▶ **What this task involves**
Find the word "book" in the listing below, then return every line it appears in.

BEGIN

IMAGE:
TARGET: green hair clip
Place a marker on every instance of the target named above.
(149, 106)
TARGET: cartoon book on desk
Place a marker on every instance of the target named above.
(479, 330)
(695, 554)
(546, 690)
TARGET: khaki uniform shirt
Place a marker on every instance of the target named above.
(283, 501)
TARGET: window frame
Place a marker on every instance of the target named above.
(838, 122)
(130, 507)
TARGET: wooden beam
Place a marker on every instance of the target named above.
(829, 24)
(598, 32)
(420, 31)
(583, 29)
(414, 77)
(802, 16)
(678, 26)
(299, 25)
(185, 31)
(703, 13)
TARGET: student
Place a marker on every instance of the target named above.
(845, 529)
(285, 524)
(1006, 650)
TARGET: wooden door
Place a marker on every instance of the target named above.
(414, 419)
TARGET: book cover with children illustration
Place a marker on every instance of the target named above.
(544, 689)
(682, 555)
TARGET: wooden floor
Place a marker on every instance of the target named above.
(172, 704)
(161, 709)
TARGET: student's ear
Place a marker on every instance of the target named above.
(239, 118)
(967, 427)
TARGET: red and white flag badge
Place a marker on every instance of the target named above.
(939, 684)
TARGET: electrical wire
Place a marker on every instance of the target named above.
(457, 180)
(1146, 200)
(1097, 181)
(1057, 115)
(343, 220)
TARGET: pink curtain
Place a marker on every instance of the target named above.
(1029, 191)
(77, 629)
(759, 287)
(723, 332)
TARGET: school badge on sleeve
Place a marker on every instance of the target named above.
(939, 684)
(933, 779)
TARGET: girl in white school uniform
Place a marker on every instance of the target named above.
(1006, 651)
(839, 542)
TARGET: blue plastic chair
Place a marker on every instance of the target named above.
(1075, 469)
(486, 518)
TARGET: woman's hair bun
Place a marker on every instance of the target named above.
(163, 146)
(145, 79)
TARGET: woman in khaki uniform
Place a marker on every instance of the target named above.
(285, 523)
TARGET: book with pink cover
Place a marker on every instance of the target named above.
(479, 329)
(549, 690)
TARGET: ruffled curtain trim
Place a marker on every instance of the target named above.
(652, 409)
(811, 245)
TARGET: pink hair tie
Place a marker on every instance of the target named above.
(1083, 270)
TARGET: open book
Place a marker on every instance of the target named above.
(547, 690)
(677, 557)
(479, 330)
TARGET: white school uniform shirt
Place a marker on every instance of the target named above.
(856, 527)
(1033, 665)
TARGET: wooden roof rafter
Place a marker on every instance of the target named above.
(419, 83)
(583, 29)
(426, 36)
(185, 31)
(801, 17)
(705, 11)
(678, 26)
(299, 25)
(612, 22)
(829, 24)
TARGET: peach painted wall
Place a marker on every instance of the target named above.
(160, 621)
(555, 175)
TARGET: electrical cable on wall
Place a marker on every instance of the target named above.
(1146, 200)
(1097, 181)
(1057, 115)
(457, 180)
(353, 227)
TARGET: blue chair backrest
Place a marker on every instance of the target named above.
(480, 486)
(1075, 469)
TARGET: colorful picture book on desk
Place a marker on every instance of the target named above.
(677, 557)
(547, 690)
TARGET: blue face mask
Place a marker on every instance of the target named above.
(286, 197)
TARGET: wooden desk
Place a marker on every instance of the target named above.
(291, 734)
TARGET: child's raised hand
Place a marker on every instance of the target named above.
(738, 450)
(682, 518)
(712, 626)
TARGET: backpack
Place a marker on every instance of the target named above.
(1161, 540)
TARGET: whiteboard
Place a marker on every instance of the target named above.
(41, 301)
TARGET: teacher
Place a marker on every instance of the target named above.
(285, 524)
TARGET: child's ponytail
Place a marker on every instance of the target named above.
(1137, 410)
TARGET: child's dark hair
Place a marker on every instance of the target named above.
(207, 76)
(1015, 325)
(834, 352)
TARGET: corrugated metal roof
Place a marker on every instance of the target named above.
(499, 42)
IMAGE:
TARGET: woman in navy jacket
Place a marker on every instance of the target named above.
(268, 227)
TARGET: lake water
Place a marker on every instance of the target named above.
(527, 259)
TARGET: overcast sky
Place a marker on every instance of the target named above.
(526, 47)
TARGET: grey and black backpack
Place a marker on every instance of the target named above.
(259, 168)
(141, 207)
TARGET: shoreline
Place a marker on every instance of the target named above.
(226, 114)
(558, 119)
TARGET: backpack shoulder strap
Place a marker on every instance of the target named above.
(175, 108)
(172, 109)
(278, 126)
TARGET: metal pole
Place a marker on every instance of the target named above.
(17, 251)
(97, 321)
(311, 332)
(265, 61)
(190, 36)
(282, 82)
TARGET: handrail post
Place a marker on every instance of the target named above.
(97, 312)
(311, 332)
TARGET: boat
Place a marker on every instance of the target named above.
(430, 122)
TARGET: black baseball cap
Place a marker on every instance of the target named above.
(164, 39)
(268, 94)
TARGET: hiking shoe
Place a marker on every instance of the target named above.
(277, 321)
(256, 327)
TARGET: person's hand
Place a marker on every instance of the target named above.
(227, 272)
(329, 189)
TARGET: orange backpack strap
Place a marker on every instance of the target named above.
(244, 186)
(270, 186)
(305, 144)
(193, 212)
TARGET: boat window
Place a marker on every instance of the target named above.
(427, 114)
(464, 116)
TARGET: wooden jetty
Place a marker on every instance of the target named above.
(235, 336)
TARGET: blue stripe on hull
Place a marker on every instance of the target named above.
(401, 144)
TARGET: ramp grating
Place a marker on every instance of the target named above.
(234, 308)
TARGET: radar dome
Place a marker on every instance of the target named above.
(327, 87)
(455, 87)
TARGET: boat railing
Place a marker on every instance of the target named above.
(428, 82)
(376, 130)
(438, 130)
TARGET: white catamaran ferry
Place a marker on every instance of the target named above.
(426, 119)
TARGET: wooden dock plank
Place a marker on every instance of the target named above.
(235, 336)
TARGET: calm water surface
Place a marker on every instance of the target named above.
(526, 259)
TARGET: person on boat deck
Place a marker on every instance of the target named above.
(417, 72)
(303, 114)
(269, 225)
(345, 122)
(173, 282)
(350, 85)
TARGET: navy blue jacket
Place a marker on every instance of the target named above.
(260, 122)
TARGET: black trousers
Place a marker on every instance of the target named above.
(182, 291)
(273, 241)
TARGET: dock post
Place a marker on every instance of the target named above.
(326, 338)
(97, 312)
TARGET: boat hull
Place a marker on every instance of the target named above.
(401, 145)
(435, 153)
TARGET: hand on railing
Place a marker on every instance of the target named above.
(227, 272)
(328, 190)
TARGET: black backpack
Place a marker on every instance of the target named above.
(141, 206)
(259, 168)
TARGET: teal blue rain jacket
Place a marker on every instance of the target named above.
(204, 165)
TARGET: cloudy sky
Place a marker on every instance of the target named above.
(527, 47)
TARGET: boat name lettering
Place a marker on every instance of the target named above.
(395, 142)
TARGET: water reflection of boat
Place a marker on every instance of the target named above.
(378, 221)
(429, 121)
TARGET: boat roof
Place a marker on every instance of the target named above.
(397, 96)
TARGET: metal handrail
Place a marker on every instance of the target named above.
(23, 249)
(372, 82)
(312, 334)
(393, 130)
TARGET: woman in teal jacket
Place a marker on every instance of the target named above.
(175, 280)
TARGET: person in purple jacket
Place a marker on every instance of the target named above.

END

▶ **Solution to the exercise**
TARGET: cartoon book on desk
TARGET: book cover with children illustration
TARGET: book with pink cover
TARGET: open book
TARGET: colorful picture book on desk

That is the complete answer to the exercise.